→ **THE TASK**
Please render the stretch of the listing below, from the line containing "Q: What bounding box covers the quarter" through the line containing "[591,315,640,332]", as a Markdown table with the columns Row and Line, leaving out blank lines.

→ **EXTRACTED INFORMATION**
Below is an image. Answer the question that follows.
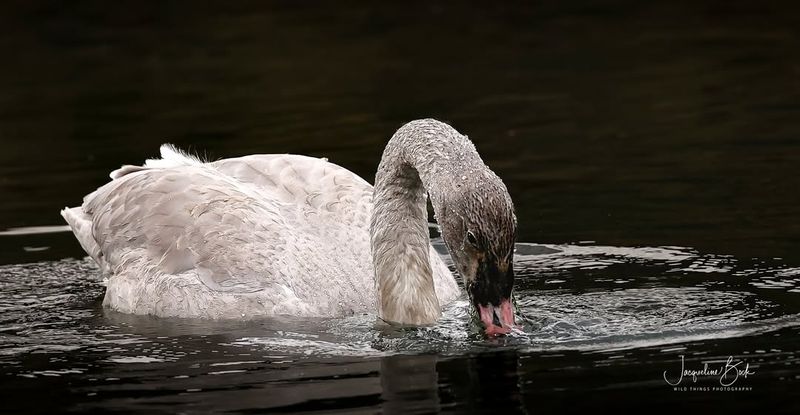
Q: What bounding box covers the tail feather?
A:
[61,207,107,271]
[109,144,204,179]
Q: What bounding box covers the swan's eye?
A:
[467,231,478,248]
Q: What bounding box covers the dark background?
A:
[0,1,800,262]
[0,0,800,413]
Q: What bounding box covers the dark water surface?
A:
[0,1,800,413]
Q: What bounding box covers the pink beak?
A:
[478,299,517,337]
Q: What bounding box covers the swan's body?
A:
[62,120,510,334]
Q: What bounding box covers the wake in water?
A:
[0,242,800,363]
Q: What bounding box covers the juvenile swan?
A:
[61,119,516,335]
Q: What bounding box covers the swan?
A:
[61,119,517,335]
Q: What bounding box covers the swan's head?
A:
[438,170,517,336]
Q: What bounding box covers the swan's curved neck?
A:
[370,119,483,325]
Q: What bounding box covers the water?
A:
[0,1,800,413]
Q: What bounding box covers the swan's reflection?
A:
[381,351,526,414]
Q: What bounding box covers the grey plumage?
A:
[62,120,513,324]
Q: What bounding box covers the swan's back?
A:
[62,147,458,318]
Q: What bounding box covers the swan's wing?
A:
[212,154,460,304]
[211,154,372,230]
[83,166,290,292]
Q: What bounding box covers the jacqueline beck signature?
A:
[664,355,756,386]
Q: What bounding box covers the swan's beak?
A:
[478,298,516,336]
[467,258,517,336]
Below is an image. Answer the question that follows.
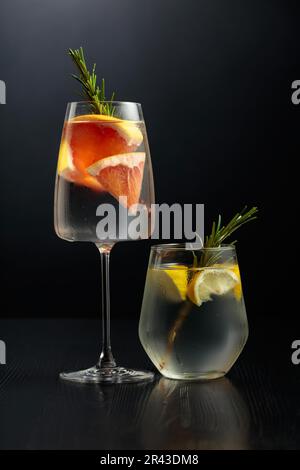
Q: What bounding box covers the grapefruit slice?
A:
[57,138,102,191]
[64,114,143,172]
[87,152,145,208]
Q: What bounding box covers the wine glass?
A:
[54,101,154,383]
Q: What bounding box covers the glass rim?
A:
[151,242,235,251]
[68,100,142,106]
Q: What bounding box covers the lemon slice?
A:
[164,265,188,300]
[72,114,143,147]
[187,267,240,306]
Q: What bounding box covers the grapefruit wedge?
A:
---
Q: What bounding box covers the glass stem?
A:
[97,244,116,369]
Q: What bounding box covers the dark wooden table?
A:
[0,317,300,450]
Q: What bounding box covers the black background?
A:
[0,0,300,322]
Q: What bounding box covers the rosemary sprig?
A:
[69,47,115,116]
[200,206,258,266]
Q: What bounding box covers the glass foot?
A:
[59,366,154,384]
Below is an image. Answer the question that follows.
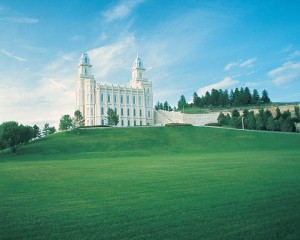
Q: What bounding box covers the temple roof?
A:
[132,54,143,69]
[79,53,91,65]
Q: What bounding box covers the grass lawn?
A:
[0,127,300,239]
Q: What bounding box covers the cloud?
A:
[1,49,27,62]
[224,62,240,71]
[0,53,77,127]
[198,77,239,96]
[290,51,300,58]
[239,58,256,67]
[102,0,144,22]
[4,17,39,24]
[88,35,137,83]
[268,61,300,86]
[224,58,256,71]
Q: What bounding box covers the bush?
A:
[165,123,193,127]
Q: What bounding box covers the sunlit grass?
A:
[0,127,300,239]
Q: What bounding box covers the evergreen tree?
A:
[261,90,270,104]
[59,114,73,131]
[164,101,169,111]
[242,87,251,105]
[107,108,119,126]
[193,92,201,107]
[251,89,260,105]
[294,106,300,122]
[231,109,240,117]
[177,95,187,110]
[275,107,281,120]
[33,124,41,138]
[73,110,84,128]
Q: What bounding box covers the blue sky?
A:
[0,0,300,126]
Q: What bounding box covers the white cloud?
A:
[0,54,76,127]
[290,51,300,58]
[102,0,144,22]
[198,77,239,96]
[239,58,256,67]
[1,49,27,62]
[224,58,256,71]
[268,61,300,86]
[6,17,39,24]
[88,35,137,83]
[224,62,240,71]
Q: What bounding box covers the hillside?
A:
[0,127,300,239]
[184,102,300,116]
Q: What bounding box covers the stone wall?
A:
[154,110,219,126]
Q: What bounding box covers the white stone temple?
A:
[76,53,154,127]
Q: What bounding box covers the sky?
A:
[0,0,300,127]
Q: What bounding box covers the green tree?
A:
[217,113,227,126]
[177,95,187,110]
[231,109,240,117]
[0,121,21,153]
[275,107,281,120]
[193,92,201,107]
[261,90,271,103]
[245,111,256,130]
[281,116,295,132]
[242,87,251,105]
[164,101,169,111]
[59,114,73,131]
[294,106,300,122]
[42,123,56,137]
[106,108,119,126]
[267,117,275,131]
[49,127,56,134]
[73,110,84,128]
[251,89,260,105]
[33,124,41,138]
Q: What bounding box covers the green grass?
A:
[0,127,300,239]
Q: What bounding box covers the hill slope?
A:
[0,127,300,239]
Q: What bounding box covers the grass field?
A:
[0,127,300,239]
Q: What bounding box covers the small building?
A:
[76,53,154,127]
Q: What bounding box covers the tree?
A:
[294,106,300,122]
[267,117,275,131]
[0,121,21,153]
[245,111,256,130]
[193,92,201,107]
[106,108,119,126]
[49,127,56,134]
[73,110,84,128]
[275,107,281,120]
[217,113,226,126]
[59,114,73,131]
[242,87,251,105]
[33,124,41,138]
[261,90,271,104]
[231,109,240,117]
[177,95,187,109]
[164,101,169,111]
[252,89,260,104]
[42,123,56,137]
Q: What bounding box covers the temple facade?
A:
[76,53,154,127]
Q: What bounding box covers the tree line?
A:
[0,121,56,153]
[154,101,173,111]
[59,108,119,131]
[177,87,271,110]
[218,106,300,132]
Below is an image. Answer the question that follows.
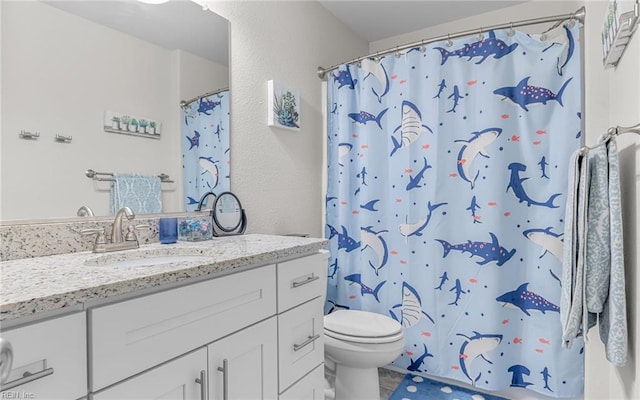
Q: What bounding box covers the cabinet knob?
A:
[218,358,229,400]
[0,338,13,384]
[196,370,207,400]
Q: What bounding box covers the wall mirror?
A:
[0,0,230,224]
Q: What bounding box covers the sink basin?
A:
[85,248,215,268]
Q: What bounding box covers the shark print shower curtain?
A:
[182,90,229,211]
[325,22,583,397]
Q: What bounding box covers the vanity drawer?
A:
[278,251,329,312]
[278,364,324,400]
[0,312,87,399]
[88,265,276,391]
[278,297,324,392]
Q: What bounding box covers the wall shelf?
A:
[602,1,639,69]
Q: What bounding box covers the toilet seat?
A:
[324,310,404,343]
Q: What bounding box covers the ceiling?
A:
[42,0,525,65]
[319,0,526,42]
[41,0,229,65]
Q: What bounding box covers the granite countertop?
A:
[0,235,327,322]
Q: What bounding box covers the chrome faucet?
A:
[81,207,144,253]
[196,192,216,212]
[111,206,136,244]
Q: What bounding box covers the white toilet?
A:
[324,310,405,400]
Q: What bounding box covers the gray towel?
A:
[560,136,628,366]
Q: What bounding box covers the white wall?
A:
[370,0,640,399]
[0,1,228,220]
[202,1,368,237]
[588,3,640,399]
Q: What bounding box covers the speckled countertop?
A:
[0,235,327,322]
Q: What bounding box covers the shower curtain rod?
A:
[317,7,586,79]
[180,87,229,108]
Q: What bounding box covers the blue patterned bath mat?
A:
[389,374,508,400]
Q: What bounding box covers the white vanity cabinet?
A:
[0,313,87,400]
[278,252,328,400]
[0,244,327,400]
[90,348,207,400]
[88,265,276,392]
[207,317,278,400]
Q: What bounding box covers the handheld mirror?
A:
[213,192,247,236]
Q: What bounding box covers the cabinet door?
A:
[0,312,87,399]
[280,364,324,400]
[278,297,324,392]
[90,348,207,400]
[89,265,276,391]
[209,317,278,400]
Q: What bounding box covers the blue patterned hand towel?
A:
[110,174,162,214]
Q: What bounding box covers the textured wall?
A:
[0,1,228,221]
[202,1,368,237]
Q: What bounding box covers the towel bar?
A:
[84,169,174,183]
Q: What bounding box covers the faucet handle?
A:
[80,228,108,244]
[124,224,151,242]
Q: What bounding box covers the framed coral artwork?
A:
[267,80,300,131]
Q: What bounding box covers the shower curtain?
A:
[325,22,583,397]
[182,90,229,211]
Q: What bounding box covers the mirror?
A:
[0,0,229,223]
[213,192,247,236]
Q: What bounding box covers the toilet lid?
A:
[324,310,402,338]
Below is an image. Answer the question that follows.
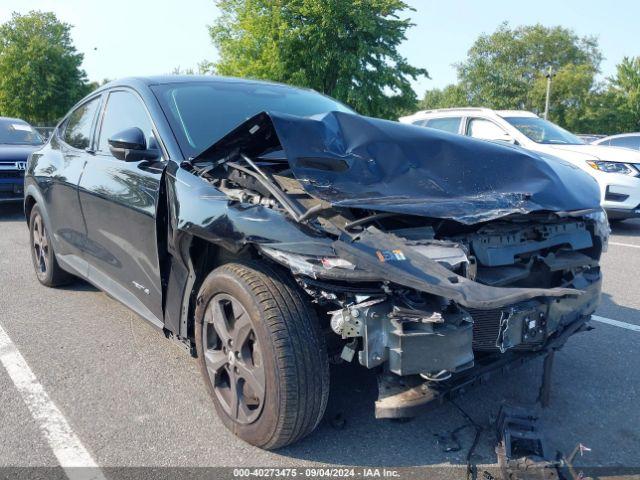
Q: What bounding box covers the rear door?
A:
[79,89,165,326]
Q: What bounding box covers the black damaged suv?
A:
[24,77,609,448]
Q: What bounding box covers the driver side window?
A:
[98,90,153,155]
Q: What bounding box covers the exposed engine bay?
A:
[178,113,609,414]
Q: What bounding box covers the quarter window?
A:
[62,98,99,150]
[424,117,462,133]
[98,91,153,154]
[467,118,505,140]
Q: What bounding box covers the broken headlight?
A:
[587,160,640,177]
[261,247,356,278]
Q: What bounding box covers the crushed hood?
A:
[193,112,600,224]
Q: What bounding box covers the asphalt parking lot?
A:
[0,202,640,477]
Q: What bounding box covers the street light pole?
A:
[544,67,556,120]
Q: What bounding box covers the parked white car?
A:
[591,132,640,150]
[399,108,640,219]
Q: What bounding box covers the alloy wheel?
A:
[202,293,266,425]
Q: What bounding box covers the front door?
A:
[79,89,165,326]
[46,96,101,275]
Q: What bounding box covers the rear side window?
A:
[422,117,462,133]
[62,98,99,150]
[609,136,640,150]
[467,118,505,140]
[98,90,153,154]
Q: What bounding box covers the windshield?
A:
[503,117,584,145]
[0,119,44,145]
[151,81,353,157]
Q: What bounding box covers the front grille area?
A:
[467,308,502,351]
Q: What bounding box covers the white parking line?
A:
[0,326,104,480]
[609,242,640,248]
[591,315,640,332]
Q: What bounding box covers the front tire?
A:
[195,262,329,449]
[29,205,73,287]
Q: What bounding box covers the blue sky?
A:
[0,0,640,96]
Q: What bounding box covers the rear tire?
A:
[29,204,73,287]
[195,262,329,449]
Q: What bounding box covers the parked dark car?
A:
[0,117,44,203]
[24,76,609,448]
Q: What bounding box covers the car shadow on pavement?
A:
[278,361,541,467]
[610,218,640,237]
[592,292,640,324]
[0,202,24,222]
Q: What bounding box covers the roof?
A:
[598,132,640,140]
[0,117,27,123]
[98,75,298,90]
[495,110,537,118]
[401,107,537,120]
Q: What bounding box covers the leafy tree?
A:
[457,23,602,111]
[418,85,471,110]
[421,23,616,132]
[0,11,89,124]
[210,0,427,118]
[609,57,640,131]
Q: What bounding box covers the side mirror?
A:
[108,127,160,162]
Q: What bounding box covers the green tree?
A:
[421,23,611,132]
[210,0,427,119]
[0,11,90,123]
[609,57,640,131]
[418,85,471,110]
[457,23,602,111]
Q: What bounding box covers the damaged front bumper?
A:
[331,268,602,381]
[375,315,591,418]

→ **THE RESPONSE**
| Row | Line |
|---|---|
| 1 | Q: What bounding box covers the quarter window? |
| 2 | A: |
| 3 | [62,98,99,150] |
| 4 | [424,117,462,133] |
| 5 | [98,91,153,154] |
| 6 | [467,118,505,140] |
| 7 | Q: What bounding box covers the broken headlight? |
| 8 | A: |
| 9 | [587,160,640,177] |
| 10 | [261,247,356,278] |
| 11 | Q: What bounding box covers the crushed hood? |
| 12 | A: |
| 13 | [193,112,600,224] |
| 14 | Q: What bounding box covers the asphalt parking lot? |
| 15 | A: |
| 16 | [0,202,640,477] |
| 17 | Q: What bounding box covers the street light pole? |
| 18 | A: |
| 19 | [544,67,556,120] |
| 20 | Q: What bounding box covers the parked white car? |
| 21 | A: |
| 22 | [591,132,640,150] |
| 23 | [399,108,640,219] |
| 24 | Q: What bounding box covers the alloy wheel? |
| 25 | A: |
| 26 | [202,293,266,425] |
| 27 | Q: What bounding box covers the front door? |
| 28 | A: |
| 29 | [79,89,165,326] |
| 30 | [46,96,101,275] |
| 31 | Q: What bounding box covers the rear side window? |
| 32 | A: |
| 33 | [422,117,462,133] |
| 34 | [62,98,99,150] |
| 35 | [609,136,640,150] |
| 36 | [467,118,505,140] |
| 37 | [98,90,153,154] |
| 38 | Q: What bounding box covers the windshield? |
| 39 | A: |
| 40 | [503,117,584,145] |
| 41 | [0,119,44,145] |
| 42 | [151,81,353,157] |
| 43 | Q: What bounding box covers the front grille area? |
| 44 | A: |
| 45 | [467,308,502,351] |
| 46 | Q: What bounding box covers the white parking line? |
| 47 | A: |
| 48 | [0,326,104,480] |
| 49 | [609,242,640,248] |
| 50 | [591,315,640,332] |